JOB: Copy out every one of the entries below word for word, keeping every line of each.

-- Start of TASK INPUTS --

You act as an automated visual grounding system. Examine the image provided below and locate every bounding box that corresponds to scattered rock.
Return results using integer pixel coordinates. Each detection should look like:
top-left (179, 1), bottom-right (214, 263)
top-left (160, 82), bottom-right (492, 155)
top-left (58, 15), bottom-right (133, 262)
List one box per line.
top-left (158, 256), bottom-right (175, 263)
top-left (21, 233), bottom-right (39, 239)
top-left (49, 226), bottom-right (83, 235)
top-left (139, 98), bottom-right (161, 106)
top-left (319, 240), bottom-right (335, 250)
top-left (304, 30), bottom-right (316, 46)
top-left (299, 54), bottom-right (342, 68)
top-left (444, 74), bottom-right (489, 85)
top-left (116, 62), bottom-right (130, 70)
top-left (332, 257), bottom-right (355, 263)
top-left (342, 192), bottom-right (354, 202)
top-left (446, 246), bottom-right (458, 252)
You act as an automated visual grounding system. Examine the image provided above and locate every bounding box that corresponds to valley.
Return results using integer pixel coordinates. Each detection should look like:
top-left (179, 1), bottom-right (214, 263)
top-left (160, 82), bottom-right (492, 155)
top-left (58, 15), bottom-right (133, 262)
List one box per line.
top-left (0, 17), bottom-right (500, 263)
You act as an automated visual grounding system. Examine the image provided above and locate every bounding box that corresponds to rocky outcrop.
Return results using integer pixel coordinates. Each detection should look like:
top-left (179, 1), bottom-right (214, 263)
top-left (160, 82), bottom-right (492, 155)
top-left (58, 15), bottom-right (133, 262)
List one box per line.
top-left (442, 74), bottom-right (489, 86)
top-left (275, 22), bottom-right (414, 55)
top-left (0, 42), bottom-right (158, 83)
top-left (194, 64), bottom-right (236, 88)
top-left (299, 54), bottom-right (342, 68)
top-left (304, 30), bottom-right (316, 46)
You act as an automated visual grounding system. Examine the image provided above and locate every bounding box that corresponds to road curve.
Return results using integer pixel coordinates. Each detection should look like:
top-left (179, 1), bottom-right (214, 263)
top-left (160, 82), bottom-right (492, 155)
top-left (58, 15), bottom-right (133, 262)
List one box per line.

-- End of TASK INPUTS --

RESPONSE:
You act as an automated visual grounding system. Examine the image provided below and locate every bounding box that corresponds to scattered rock.
Return results using integer pixel coordinates. Each detection should look like:
top-left (179, 1), bottom-right (214, 263)
top-left (160, 82), bottom-right (492, 155)
top-left (58, 15), bottom-right (133, 262)
List one box per line.
top-left (158, 256), bottom-right (175, 263)
top-left (21, 233), bottom-right (39, 239)
top-left (49, 226), bottom-right (83, 235)
top-left (139, 98), bottom-right (161, 106)
top-left (319, 240), bottom-right (335, 250)
top-left (304, 30), bottom-right (316, 46)
top-left (299, 54), bottom-right (342, 68)
top-left (444, 74), bottom-right (489, 85)
top-left (116, 62), bottom-right (130, 70)
top-left (332, 257), bottom-right (355, 263)
top-left (342, 192), bottom-right (354, 202)
top-left (446, 246), bottom-right (458, 252)
You act as an automated visual grounding system. Examine the image provided above and locate every bounding box that corresponds to valley.
Return results using integer pixel coordinates. Each detection should look like:
top-left (179, 1), bottom-right (214, 263)
top-left (160, 82), bottom-right (492, 155)
top-left (58, 15), bottom-right (133, 262)
List one box per line.
top-left (0, 17), bottom-right (500, 263)
You act as an automated visual grounding system. Examine the image provided above and locate every bounding box that corresponds to rocky outcrop.
Return results using integer pixel coordinates. Each detection should look like:
top-left (179, 1), bottom-right (214, 263)
top-left (160, 82), bottom-right (492, 155)
top-left (58, 15), bottom-right (133, 262)
List one box per line.
top-left (442, 74), bottom-right (489, 86)
top-left (275, 22), bottom-right (414, 55)
top-left (0, 42), bottom-right (158, 83)
top-left (194, 64), bottom-right (236, 88)
top-left (299, 54), bottom-right (342, 68)
top-left (304, 30), bottom-right (316, 46)
You act as an automated visual grounding system. Examine the image provided above and locate every bounding box that corresponds to road curve.
Return results using integer pixel coordinates. Each detection should look like:
top-left (179, 1), bottom-right (214, 263)
top-left (160, 82), bottom-right (492, 155)
top-left (58, 15), bottom-right (133, 262)
List one box per line.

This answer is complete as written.